_What you are asked to do_.
Collect every line in the listing below that contains the string "seat". Uppercase and lowercase letters count as different.

>>

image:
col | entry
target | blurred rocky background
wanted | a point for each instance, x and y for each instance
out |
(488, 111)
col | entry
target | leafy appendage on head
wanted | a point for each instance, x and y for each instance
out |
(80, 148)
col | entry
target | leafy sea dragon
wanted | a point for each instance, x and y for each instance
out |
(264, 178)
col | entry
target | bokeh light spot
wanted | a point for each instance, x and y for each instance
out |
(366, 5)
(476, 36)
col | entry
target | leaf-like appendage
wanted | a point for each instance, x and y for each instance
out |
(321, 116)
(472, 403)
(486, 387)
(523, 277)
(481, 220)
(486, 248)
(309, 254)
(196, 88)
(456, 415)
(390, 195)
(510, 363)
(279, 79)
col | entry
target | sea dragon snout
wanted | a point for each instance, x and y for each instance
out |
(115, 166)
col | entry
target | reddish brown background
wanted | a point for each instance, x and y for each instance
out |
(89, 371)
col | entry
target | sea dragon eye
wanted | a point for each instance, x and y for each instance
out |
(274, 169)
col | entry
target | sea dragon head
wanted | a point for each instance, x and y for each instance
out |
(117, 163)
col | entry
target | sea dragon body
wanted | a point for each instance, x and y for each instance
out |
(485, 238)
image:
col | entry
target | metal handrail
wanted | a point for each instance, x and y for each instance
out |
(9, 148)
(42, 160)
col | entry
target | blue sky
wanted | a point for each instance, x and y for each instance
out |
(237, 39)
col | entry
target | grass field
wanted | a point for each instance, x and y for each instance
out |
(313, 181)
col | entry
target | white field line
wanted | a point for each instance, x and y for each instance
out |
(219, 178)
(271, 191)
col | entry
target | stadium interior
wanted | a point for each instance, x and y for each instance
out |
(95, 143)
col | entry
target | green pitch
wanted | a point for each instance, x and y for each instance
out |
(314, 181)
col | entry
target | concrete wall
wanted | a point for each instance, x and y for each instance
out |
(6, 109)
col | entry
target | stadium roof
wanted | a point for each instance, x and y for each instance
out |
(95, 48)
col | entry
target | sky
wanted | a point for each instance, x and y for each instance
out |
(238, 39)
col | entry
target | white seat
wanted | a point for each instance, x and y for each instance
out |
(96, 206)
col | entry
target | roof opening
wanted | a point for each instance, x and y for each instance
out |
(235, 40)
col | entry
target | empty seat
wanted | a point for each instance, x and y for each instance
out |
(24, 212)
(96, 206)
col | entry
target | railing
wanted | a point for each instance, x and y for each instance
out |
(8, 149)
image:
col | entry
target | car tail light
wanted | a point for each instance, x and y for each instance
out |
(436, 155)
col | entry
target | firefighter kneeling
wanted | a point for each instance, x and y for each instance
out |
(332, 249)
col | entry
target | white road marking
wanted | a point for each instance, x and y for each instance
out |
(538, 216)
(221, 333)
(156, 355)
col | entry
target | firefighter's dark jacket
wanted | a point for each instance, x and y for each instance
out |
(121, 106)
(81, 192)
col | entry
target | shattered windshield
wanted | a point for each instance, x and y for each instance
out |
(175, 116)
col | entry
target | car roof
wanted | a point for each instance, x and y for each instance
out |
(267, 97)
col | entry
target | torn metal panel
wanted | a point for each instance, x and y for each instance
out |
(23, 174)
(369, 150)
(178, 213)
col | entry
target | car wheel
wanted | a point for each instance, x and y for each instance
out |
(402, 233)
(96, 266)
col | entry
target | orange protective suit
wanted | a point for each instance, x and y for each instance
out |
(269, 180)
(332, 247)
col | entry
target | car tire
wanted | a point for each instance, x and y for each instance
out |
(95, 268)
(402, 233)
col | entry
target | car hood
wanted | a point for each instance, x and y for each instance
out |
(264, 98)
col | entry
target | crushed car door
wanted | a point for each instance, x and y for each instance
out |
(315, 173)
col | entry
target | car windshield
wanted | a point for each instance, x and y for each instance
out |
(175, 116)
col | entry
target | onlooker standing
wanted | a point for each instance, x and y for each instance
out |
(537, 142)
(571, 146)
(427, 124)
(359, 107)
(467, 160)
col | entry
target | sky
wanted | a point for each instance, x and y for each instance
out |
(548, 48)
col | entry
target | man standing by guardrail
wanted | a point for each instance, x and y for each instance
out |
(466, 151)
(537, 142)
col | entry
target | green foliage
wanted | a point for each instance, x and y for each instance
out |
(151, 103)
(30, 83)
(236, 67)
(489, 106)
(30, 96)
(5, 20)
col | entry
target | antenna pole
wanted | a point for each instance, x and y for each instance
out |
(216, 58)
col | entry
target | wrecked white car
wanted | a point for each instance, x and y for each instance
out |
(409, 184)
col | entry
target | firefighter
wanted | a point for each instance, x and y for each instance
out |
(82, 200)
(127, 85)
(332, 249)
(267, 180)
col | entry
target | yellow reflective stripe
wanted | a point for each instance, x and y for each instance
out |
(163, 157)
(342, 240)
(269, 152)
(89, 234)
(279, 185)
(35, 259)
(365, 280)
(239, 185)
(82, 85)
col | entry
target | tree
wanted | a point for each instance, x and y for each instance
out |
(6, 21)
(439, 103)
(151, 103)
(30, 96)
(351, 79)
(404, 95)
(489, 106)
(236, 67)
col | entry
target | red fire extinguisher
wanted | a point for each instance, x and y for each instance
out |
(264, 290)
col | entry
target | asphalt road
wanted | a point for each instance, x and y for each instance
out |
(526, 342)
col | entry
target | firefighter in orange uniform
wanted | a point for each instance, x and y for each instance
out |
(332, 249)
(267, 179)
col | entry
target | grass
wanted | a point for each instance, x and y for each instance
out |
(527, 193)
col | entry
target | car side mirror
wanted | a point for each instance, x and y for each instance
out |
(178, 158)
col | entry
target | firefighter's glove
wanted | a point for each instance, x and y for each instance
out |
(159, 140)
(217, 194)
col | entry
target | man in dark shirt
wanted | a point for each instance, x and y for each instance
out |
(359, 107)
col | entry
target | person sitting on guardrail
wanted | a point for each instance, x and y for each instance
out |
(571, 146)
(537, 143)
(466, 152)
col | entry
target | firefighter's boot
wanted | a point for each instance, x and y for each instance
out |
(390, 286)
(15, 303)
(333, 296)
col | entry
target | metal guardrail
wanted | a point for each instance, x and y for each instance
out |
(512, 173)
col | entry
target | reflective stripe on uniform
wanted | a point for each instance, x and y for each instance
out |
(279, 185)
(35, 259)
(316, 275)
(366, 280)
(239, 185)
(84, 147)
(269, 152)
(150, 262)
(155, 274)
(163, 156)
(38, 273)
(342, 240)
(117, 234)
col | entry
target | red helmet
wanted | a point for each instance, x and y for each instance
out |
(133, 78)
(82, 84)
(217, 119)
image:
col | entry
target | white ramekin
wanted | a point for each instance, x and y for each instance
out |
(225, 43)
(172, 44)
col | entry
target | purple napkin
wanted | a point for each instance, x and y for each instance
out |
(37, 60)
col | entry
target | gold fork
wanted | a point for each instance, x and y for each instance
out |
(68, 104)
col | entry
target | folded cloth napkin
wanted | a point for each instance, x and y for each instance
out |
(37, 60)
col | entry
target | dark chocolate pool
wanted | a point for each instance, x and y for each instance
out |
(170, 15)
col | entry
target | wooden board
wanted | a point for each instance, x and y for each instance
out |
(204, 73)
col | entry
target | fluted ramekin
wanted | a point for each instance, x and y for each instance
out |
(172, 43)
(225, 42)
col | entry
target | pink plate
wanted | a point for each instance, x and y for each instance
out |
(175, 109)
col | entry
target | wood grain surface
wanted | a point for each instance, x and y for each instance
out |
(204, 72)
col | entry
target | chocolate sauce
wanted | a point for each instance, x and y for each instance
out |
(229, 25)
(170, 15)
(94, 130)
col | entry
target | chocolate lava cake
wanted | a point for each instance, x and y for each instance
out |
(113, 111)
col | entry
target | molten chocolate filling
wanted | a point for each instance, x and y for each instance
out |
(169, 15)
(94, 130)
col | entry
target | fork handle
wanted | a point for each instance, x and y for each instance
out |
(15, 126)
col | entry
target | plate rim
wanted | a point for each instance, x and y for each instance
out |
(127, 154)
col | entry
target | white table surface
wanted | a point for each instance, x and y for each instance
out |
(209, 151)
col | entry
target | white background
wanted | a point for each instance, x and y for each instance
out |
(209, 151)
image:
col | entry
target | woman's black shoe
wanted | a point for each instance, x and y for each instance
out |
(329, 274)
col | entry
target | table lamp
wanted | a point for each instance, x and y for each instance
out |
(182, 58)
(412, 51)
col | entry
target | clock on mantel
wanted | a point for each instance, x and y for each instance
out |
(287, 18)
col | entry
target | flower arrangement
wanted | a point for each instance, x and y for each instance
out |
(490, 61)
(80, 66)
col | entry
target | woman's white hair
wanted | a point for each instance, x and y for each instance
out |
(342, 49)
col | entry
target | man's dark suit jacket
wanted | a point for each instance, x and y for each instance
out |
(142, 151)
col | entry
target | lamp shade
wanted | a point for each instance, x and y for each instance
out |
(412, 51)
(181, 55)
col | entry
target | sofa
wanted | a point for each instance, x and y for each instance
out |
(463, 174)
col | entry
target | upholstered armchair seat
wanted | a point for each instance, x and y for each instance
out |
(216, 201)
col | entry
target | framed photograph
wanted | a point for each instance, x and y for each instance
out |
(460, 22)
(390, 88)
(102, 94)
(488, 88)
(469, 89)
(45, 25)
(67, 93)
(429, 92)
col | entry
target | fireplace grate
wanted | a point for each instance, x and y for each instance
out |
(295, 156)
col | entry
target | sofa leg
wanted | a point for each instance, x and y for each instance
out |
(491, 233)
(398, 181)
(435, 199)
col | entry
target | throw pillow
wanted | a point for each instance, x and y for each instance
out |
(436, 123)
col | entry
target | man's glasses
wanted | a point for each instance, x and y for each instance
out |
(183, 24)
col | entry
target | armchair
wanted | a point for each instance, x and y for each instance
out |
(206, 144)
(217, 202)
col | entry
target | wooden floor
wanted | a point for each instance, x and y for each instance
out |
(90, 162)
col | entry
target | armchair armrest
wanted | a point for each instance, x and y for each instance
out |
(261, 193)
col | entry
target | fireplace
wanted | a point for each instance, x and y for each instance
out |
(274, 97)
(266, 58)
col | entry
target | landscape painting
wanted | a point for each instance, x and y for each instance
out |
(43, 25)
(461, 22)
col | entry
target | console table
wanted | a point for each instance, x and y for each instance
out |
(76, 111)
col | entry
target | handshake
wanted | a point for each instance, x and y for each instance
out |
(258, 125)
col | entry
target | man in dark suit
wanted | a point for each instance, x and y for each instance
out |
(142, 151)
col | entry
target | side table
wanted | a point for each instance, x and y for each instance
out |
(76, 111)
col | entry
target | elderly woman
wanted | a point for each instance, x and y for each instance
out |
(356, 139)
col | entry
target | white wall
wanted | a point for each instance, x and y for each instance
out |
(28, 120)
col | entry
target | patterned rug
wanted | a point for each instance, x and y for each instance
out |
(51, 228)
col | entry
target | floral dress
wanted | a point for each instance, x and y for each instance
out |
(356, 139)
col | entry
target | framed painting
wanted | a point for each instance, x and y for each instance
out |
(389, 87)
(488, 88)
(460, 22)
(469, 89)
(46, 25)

<<

_Task response_.
target | white seat
target | empty seat
target | upholstered armchair seat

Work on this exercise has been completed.